Stated exercise: Echo the records below word for word, from their first line through the line containing "x=433, y=282", including that line.

Stored records:
Begin

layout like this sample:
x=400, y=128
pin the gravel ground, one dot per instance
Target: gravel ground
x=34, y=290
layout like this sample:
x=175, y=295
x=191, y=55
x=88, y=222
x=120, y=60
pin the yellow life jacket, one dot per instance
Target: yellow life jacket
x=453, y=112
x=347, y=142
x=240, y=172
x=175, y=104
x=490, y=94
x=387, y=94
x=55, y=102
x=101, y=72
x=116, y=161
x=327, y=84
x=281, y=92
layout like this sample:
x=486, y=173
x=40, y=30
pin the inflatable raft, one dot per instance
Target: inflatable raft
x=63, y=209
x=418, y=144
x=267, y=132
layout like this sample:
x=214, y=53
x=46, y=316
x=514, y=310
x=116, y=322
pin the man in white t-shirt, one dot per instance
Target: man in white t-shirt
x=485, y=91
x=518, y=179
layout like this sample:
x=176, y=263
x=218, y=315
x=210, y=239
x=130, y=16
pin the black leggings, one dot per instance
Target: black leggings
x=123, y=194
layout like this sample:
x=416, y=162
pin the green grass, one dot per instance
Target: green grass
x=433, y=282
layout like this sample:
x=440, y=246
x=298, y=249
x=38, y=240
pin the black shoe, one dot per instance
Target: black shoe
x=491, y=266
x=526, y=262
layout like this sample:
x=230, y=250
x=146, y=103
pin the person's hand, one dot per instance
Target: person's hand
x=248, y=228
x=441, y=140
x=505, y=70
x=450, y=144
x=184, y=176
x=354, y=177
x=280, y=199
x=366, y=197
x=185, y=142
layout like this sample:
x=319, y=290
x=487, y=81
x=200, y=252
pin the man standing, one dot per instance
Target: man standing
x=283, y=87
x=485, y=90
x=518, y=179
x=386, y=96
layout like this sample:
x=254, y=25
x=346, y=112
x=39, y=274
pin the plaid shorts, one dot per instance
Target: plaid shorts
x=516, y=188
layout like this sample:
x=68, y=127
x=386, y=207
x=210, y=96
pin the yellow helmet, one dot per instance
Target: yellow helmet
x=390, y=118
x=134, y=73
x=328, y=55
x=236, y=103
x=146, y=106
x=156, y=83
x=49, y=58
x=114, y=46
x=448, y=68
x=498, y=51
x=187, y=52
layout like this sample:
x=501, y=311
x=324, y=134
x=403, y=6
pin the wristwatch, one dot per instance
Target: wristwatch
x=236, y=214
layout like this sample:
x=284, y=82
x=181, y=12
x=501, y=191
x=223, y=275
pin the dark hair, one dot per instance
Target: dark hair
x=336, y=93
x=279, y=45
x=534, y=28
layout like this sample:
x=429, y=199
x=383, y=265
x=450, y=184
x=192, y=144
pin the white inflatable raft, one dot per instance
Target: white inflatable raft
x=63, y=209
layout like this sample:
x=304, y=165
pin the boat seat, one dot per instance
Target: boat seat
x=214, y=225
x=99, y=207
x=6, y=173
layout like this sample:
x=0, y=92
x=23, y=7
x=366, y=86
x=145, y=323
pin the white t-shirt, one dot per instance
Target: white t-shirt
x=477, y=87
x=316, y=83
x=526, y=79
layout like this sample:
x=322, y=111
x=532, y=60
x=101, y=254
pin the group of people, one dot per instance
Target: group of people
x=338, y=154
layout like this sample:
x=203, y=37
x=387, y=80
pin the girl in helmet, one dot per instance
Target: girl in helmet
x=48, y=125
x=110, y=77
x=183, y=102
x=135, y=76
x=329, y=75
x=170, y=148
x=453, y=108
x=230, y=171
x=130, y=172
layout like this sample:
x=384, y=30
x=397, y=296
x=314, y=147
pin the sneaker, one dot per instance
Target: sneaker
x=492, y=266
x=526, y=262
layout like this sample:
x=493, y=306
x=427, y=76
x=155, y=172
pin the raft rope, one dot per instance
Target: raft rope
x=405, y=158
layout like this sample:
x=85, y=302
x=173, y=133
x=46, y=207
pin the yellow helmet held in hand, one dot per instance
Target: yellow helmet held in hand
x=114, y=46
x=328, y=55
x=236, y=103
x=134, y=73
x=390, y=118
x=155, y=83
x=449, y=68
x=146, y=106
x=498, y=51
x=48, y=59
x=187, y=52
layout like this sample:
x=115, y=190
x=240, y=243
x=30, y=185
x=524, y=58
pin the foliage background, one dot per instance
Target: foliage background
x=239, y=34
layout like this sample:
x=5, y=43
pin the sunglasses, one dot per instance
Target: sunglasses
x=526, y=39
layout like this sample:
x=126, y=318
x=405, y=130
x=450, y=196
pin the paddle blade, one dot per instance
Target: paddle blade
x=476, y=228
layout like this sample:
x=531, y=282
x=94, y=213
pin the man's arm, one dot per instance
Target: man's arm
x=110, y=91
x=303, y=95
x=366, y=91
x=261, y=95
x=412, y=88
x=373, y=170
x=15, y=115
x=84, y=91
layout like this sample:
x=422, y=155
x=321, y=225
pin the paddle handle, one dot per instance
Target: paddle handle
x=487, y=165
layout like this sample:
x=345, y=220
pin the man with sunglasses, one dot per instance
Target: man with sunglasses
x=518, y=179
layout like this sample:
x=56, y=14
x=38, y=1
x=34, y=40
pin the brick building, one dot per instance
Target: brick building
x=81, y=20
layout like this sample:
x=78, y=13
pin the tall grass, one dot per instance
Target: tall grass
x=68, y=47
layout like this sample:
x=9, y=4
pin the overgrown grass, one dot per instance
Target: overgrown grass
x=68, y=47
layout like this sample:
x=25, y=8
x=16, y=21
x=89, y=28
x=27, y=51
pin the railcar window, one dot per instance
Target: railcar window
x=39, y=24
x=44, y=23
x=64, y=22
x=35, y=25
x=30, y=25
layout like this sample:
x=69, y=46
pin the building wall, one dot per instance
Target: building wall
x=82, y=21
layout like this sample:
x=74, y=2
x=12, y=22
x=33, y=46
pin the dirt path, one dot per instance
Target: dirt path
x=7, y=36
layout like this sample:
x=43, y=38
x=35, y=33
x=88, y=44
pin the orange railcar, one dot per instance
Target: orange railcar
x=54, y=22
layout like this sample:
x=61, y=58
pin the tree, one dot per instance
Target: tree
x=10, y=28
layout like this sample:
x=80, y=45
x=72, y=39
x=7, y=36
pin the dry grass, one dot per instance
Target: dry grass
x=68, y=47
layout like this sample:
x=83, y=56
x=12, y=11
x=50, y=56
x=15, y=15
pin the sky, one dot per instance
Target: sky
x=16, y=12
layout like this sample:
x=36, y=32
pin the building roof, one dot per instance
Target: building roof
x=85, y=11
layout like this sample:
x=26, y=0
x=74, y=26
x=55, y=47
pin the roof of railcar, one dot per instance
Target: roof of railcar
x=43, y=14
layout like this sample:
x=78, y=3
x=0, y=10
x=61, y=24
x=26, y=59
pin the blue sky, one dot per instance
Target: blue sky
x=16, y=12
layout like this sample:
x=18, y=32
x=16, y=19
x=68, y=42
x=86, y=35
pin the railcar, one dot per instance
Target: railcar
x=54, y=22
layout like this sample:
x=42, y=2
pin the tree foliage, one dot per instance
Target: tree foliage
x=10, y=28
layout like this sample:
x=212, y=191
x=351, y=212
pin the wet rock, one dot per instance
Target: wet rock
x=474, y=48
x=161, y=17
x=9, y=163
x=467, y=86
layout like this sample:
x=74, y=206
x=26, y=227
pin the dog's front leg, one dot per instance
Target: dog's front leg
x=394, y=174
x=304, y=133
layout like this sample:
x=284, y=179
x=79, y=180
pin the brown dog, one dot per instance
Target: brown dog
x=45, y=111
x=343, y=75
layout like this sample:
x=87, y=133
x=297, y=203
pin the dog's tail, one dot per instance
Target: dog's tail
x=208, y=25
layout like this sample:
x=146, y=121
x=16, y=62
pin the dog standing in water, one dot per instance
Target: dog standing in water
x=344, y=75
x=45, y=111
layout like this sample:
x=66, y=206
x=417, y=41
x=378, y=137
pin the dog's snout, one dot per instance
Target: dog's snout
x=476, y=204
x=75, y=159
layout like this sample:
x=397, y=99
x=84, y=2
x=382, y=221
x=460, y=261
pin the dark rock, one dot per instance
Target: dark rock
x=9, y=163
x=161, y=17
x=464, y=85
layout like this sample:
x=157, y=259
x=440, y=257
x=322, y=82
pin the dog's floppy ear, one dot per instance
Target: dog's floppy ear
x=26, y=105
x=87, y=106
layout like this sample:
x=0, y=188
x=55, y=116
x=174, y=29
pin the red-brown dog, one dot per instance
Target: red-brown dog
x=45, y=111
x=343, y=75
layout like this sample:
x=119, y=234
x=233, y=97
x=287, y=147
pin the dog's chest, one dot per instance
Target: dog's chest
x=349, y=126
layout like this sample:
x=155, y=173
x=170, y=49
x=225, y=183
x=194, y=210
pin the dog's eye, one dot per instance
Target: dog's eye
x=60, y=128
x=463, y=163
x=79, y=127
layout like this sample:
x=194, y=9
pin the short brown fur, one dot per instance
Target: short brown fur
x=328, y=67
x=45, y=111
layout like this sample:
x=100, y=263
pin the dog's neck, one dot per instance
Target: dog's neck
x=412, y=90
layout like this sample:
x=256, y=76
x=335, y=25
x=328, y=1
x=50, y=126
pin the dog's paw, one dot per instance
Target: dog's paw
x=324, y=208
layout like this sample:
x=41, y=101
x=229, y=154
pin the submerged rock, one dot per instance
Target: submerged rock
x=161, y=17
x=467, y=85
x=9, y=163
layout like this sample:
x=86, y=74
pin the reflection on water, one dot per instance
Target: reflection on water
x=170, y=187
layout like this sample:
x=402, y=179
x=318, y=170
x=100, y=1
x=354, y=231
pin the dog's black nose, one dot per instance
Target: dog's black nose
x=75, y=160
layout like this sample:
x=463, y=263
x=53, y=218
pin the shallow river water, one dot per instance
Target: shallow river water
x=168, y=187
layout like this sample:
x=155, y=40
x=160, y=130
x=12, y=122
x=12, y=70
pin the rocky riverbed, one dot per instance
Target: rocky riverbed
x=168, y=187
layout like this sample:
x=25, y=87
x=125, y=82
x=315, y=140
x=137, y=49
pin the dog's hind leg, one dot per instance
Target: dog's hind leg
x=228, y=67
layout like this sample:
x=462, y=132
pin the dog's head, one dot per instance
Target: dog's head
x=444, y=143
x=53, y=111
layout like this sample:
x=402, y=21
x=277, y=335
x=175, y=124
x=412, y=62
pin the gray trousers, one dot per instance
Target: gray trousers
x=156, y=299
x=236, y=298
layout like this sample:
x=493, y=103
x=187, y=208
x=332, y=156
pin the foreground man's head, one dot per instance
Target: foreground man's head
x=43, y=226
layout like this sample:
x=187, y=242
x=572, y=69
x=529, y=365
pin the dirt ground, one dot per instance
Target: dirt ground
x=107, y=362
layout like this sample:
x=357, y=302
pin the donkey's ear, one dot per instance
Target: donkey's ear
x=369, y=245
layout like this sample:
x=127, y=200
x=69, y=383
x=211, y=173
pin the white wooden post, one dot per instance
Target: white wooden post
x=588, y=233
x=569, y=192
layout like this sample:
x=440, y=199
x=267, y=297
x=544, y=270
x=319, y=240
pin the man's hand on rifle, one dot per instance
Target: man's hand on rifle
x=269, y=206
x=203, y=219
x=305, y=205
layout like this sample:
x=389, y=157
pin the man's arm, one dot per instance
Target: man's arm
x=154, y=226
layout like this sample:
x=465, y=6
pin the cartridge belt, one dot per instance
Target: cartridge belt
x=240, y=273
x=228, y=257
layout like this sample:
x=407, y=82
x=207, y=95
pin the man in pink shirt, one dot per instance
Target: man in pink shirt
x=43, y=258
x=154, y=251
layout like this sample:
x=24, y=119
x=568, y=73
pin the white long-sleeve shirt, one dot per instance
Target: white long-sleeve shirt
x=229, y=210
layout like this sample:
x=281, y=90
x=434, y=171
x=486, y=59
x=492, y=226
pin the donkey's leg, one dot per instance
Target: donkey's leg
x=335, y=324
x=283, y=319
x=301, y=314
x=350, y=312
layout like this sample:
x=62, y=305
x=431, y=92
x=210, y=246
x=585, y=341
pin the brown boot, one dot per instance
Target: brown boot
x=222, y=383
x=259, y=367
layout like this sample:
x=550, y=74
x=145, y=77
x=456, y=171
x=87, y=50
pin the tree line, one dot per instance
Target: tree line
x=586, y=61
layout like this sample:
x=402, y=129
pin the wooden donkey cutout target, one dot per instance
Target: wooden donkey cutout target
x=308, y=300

End

Exercise output:
layout like this sample:
x=400, y=128
pin the gravel ground, one dot per instance
Target: gravel ground
x=34, y=290
layout like this sample:
x=175, y=295
x=191, y=55
x=88, y=222
x=120, y=60
pin the yellow life jacket, one dot per instance
Target: yellow life jacket
x=453, y=112
x=347, y=142
x=240, y=172
x=175, y=104
x=490, y=94
x=387, y=94
x=55, y=102
x=101, y=72
x=116, y=161
x=327, y=84
x=281, y=92
layout like this sample:
x=486, y=173
x=40, y=30
pin the inflatable raft, one dot per instance
Target: inflatable raft
x=63, y=209
x=418, y=144
x=267, y=132
layout like this sample:
x=214, y=53
x=46, y=316
x=514, y=310
x=116, y=322
pin the man in white t-shirt, one dot per instance
Target: man in white t-shirt
x=485, y=91
x=518, y=179
layout like this sample:
x=176, y=263
x=218, y=315
x=210, y=239
x=130, y=16
pin the black leggings, one dot per instance
Target: black leggings
x=123, y=194
layout like this sample:
x=416, y=162
pin the green grass, one dot per instance
Target: green grass
x=433, y=282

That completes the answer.